◆ Task statement
Could you restate the data word for word?

********

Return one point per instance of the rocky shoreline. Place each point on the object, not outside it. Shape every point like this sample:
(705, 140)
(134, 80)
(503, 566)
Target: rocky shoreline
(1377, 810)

********

◆ Solved exercise
Return one point per instance of the rocky shoreline. Place each point on the object, not outside it. Shape every point like this sample:
(705, 140)
(134, 80)
(503, 566)
Target: rocky shoreline
(1377, 810)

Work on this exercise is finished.